> [Object position labeling entries]:
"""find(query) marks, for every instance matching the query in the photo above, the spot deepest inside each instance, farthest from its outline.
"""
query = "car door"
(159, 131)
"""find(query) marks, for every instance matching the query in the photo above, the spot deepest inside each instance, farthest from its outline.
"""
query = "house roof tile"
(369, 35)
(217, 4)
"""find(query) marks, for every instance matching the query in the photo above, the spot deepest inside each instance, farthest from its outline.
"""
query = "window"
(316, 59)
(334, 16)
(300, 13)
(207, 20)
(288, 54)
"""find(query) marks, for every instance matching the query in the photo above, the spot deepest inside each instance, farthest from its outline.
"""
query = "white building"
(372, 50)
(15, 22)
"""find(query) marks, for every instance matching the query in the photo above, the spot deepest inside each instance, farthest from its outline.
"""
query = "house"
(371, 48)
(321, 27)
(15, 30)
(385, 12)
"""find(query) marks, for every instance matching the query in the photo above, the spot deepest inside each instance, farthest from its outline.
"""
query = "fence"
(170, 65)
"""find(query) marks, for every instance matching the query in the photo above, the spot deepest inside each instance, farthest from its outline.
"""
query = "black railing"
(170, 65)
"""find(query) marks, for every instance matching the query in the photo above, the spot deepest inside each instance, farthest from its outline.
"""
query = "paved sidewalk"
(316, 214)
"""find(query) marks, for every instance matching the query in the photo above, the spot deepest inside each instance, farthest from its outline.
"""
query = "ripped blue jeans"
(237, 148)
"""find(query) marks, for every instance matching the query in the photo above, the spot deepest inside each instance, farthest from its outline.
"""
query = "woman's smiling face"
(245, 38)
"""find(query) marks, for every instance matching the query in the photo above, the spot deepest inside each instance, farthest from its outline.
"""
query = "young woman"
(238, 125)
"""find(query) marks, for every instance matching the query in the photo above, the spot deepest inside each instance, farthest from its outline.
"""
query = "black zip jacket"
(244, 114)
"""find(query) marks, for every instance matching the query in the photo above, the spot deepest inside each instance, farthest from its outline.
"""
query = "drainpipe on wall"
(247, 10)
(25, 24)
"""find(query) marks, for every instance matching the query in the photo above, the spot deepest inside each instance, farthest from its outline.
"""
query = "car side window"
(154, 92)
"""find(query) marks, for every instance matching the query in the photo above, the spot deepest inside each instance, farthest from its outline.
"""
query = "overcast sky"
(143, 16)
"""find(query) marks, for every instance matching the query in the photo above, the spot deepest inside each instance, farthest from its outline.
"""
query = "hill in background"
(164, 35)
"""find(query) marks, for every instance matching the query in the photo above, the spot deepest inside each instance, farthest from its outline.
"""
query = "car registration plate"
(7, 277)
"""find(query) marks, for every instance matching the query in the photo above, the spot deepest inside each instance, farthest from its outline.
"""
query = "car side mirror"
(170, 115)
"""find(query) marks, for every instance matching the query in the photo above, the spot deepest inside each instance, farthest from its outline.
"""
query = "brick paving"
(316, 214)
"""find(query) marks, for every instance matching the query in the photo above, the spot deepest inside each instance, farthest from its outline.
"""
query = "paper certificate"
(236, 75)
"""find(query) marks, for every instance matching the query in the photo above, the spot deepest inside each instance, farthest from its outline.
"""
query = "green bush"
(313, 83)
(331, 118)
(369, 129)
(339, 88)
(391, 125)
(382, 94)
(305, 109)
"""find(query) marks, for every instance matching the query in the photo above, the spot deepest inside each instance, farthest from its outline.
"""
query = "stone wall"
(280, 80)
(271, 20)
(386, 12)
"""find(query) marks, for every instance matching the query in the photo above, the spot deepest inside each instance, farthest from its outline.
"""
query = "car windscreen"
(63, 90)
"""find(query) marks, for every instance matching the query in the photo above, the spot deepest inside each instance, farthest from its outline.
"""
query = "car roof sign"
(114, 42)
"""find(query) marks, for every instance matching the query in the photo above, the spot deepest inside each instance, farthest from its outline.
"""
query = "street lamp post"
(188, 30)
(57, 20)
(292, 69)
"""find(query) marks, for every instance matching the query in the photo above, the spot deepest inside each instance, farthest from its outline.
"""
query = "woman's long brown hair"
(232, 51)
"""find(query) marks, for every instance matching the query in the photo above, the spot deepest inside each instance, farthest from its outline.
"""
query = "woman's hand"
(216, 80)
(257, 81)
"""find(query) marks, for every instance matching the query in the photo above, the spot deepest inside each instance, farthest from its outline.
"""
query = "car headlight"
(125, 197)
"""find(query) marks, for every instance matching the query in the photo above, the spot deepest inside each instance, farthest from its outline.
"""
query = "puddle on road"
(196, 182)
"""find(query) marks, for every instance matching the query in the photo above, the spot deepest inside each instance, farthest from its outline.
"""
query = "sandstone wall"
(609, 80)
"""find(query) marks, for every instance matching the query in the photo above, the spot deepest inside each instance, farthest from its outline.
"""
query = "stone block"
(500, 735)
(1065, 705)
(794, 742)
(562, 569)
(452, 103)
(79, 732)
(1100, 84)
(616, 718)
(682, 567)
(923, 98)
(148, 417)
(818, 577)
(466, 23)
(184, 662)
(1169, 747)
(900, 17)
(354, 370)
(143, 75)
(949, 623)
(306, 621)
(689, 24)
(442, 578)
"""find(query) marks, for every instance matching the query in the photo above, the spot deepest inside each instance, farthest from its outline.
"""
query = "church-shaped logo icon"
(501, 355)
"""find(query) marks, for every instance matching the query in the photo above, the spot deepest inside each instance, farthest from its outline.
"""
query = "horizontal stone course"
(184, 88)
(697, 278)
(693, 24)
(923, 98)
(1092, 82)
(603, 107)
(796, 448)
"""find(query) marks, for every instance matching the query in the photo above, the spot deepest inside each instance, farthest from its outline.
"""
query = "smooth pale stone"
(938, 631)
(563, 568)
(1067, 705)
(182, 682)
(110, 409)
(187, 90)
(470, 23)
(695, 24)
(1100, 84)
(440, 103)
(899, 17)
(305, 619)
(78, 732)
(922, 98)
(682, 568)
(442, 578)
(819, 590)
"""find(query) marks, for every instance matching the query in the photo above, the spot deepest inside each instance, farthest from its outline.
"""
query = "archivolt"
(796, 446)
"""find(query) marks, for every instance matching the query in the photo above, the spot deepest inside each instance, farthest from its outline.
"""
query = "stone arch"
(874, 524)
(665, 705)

> [SET EXERCISE]:
Reproduce the complete set of lines precisely as supplied.

> [FULL RESPONSE]:
"""find(query) marks, for every instance matching the query in the photo above, the spot deepest inside each instance, farthest from its outline.
"""
query = "car door"
(159, 131)
"""find(query) marks, for every instance matching the query in the photo above, the spot deepest inside each instance, farthest from its outline.
"""
query = "house roof tile"
(369, 35)
(217, 4)
"""find(query) marks, for every instance matching the query in the photo above, the spot deepest inside each instance, farthest from its outline.
"""
query = "window"
(316, 59)
(334, 16)
(300, 13)
(207, 20)
(288, 54)
"""find(query) marks, for every instance matching the query in the photo above, the spot deepest inside each instance, farthest from its outline.
"""
query = "white building"
(372, 50)
(15, 22)
"""find(query) marks, for every instance matching the query in the photo above, the spot deepest inside each instance, farthest from its outline.
"""
query = "house"
(371, 48)
(321, 27)
(15, 30)
(385, 12)
"""find(query) marks, for every instance matching the query in the photo above, the spot deepest inside each instance, farthest from its outline.
"""
query = "fence"
(170, 65)
"""find(query) marks, for every instance matching the query in the photo above, the spot deepest inside each instance, farthest from its outline.
"""
query = "black railing"
(170, 65)
"""find(query) marks, for every instance matching the query in the photo above, the spot deepest inside each instance, farthest from its outline.
"""
query = "paved sidewalk"
(316, 214)
"""find(query) marks, for every instance matching the query in the photo above, the spot deepest inside each instance, farthest from its outline.
"""
query = "ripped blue jeans"
(237, 148)
"""find(query) marks, for every instance matching the query in the photo above, the spot deepest inside each instance, farthest from its outline.
"""
query = "woman's smiling face"
(245, 38)
"""find(query) marks, for every instance matching the query in the photo above, the spot deepest inside each instance, farthest from its outline.
"""
query = "young woman"
(238, 125)
"""find(query) marks, for every instance matching the query in the photo above, the spot deepest inside each instance, farthest from its outline.
"""
query = "black zip jacket"
(244, 114)
"""find(query) marks, for every instance matching the query in the photo above, the spot deepest inside each instance, farthest from its outline.
"""
query = "drainpipe on wall"
(247, 10)
(25, 24)
"""find(query) marks, for every instance matching the query in the photo above, the spot deepest inside each instance, farthest from its outline.
"""
query = "car side window"
(154, 92)
"""find(query) marks, for every instance matching the query in the photo above, the spot deepest inside each instance, farthest from its outline.
"""
query = "overcast sky"
(143, 16)
"""find(query) marks, for every instance matching the query in the photo above, the spot deepest inside each instance, farthest from its outline.
"""
query = "hill in background"
(164, 35)
"""find(query) marks, for every instance matching the query in the photo above, the spot deepest inside each instance, farthest from its outline.
"""
query = "car registration plate"
(7, 277)
"""find(query) marks, for every instance matching the query in the photo above, the spot deepest inside each instance, farthest from its outline.
"""
query = "car side mirror"
(170, 115)
"""find(query) marks, for every instance matching the query in the photo above, the spot deepest inside each instance, farthest from its outline.
"""
query = "brick paving"
(316, 214)
"""find(query) marks, for every instance matching the query in the photo above, the spot deepest inside each instance, farthest from its outline.
"""
query = "paper certificate"
(236, 75)
"""find(query) marks, for every instance matching the query in the photo above, the spot deepest inside each instance, farthest from its outline.
"""
query = "green bush"
(313, 83)
(331, 118)
(369, 129)
(339, 88)
(391, 125)
(382, 94)
(305, 109)
"""find(query) marks, for every instance matching the query in the photo above, the spot deepest inside each instance, farthest from its outline.
"""
query = "stone wall"
(280, 80)
(271, 20)
(386, 12)
"""find(query) marks, for every instance matching the query in the photo above, the spot deepest inside each instance, farthest from its outline.
"""
query = "car windscreen"
(63, 90)
"""find(query) marks, for every instance matching the query in the photo above, the spot deepest inside each instance, farthest from its outline.
"""
query = "car roof sign"
(114, 42)
"""find(query) marks, for every instance matching the query in the photo above, the spot deepest inside each instance, farthest from its outline.
"""
query = "street lamp post"
(188, 30)
(57, 20)
(292, 69)
"""find(query) marks, for every instance matching the query in the photo above, the spot deepest inside each instance, farthest from its outline.
"""
query = "woman's long brown hair"
(232, 51)
"""find(query) marks, for every instance matching the query in the photo above, the spot deepest inside each instance, farthest from its outline.
"""
query = "woman's hand"
(216, 80)
(257, 81)
"""find(query) marks, for every instance matching the query in the photo above, the spot deepest inside each instance, farthest from its outline.
"""
query = "car headlight"
(125, 197)
"""find(query) marks, for every instance matching the query in the photo above, the spot deepest inside each instance, farthest from its outline.
"""
query = "puddle on road"
(196, 182)
"""find(query) marks, for every instance matching the query in the photo above, the spot deepest inside each instance, farthest from its outline.
"""
query = "sandstone wall"
(609, 80)
"""find(query) marks, for every instance matching the query in the photo above, the spot deepest inside each instance, farthest from its outline.
"""
query = "stone block"
(500, 735)
(1065, 705)
(794, 742)
(562, 569)
(452, 103)
(79, 732)
(1100, 84)
(616, 718)
(682, 567)
(923, 98)
(148, 417)
(818, 577)
(466, 23)
(184, 662)
(1169, 747)
(900, 17)
(354, 370)
(143, 75)
(949, 623)
(306, 621)
(689, 24)
(442, 578)
"""find(query) marks, for every instance matching the query in the photo above, the spot deepest inside each instance, farthest from its outline.
"""
query = "church-shaped logo icon"
(501, 355)
"""find(query) marks, for every instance matching the query in the photo above, the spot deepest inside each instance, farthest from its outline.
"""
query = "horizontal stone course"
(184, 88)
(697, 278)
(693, 24)
(923, 98)
(1092, 82)
(603, 107)
(796, 448)
"""find(query) marks, for every instance matching the query in the photo above, the spot deepest inside each instance, farthest from its outline.
"""
query = "smooth pale stone"
(938, 631)
(563, 568)
(1067, 705)
(182, 682)
(110, 409)
(187, 90)
(470, 23)
(695, 24)
(1100, 84)
(440, 103)
(899, 17)
(305, 619)
(78, 732)
(922, 98)
(682, 568)
(442, 578)
(819, 590)
"""find(query) marks, for every instance matching the query in the photo above, the spot deepest inside each instance, farthest from its outline.
"""
query = "archivolt"
(796, 446)
"""find(query) marks, for every instance matching the query in the photo above, the spot deepest inside each instance, farthest from its outline.
"""
query = "stone arch"
(874, 524)
(665, 705)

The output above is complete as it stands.